» **The problem**:
How many of the lines below contain the string "road"? Reply with the number alone.
....................
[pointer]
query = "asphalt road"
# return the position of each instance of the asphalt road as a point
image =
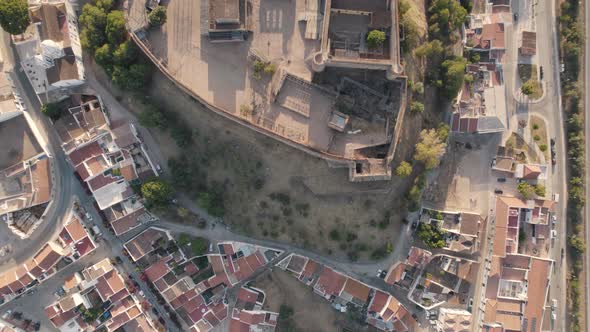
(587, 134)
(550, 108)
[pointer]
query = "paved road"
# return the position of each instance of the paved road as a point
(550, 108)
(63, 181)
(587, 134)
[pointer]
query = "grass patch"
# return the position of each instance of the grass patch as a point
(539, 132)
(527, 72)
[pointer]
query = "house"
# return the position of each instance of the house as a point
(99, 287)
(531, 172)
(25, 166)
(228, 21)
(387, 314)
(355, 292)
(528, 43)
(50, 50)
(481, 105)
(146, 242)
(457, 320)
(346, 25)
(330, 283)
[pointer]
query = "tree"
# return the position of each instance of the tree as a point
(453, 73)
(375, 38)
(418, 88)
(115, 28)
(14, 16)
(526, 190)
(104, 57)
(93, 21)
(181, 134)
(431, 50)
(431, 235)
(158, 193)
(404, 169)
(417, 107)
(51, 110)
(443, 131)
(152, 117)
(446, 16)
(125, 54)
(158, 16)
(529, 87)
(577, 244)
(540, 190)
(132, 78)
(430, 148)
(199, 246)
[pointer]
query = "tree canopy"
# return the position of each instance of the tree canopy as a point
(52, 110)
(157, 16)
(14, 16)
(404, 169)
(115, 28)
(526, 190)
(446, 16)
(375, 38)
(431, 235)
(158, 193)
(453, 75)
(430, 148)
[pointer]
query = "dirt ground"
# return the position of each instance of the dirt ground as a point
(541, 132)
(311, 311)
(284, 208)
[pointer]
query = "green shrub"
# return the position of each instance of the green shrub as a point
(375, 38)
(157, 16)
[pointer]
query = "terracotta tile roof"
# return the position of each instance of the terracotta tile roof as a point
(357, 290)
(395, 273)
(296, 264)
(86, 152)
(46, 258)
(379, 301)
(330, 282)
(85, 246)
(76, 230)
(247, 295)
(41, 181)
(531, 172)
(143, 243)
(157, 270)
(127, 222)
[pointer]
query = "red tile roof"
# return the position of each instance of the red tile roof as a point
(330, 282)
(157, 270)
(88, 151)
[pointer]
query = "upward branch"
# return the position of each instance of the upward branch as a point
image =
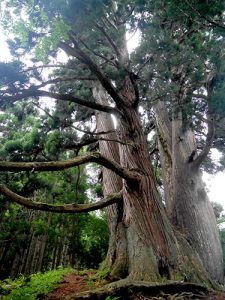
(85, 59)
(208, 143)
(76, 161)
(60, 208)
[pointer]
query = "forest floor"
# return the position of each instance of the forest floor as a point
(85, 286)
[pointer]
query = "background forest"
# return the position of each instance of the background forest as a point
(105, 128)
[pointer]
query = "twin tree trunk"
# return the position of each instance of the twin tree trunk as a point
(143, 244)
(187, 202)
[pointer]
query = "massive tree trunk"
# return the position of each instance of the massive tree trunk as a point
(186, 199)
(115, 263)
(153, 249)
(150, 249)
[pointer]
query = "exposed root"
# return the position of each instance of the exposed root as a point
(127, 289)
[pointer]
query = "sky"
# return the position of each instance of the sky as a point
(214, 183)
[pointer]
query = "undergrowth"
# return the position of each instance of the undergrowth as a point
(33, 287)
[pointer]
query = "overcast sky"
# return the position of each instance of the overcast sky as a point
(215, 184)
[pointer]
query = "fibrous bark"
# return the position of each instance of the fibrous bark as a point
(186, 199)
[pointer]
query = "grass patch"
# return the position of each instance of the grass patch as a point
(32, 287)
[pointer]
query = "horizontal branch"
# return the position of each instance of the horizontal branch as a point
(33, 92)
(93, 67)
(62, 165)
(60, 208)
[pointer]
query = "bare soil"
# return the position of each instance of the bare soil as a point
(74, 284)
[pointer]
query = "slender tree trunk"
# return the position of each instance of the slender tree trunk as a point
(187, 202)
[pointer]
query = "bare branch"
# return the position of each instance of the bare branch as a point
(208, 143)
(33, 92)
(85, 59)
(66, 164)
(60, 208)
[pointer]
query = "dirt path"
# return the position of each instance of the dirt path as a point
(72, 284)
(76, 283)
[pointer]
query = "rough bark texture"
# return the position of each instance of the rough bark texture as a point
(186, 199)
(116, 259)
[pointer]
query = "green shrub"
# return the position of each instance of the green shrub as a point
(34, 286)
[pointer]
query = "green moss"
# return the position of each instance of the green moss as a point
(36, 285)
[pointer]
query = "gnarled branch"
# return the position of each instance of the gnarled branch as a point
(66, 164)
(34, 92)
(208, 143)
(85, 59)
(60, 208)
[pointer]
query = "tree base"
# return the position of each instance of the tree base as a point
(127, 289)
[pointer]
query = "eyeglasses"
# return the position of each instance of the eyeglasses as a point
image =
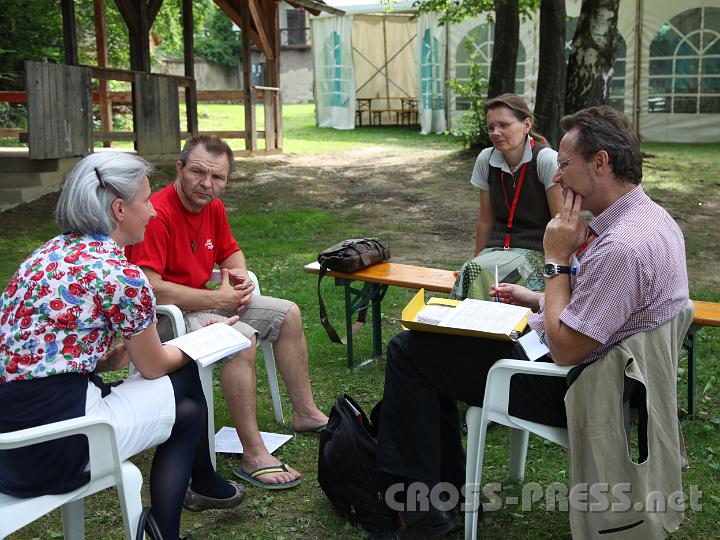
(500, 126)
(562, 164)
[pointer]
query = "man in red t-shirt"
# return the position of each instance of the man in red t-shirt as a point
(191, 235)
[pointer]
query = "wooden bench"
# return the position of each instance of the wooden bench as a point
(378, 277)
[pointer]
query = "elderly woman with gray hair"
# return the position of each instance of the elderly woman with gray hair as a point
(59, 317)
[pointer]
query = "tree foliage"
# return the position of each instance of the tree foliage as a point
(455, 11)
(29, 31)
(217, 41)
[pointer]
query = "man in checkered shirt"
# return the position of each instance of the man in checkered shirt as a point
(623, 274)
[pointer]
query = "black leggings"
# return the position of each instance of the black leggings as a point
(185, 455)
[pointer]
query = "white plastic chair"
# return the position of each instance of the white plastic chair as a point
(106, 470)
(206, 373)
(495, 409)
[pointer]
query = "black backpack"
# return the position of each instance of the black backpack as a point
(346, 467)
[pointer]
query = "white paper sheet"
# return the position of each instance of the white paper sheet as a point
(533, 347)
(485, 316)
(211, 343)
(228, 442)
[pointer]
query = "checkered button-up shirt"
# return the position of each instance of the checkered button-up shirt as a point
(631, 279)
....................
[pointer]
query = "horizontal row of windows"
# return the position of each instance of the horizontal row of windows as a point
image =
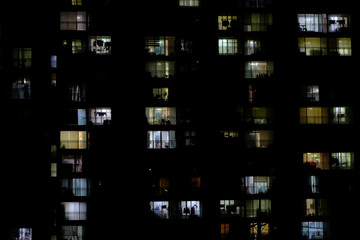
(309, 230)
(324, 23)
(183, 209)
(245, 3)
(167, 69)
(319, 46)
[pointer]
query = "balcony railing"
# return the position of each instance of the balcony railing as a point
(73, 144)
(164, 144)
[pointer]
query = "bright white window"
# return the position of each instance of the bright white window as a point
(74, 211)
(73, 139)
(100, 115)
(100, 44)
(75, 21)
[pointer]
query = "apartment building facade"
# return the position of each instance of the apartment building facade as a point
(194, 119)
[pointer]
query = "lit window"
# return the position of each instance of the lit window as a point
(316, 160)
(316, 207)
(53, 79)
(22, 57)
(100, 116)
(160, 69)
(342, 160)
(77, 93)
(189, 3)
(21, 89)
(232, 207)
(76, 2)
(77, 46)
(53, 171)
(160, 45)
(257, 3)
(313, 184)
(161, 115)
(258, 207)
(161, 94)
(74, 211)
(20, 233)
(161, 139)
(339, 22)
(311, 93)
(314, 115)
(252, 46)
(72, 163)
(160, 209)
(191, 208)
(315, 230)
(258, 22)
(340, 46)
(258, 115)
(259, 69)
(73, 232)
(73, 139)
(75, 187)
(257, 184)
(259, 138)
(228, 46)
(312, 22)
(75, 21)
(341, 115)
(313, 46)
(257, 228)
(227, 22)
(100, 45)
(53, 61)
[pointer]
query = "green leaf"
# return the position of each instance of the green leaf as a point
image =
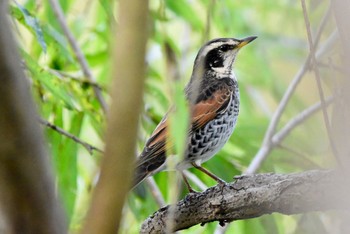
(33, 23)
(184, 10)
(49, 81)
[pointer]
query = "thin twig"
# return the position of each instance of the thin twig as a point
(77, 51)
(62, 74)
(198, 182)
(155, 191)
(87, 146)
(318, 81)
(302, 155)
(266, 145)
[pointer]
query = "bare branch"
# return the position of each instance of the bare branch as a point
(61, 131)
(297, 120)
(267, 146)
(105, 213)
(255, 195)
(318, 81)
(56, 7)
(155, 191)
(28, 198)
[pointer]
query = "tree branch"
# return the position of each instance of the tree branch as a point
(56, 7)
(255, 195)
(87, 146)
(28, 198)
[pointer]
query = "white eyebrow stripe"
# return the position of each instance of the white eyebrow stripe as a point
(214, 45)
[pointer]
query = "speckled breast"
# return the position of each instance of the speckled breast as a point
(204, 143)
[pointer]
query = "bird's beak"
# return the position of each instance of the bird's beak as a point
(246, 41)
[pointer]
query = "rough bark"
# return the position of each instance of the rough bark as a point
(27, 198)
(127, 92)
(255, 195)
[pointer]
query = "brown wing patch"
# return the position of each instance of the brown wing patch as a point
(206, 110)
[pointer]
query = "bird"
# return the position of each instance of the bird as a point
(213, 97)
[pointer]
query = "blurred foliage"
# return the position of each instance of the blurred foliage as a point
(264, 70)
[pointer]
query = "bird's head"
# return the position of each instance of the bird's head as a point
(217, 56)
....................
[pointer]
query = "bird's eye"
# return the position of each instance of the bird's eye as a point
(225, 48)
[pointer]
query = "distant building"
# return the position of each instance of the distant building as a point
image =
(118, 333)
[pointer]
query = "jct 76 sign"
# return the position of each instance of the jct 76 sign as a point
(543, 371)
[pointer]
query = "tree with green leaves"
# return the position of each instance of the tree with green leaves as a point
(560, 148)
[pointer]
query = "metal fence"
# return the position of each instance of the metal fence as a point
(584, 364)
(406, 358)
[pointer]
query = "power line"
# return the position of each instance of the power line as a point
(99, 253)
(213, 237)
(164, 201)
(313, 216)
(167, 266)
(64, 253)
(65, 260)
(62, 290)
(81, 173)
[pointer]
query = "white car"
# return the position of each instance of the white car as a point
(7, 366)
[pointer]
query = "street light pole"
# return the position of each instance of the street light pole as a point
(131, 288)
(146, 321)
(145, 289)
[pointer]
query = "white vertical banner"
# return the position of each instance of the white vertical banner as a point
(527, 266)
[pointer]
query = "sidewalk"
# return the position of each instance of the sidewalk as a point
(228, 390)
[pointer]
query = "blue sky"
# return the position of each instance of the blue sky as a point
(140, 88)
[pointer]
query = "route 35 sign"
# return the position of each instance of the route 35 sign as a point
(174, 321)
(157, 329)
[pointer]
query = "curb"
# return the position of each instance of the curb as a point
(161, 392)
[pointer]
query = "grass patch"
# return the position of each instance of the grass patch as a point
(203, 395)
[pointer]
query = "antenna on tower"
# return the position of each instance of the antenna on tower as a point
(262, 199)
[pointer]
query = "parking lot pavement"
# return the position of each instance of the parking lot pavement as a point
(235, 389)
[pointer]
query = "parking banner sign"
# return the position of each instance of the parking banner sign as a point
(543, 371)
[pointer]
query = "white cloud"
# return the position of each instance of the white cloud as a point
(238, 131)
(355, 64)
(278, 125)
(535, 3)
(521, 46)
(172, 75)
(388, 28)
....................
» **Exercise answer**:
4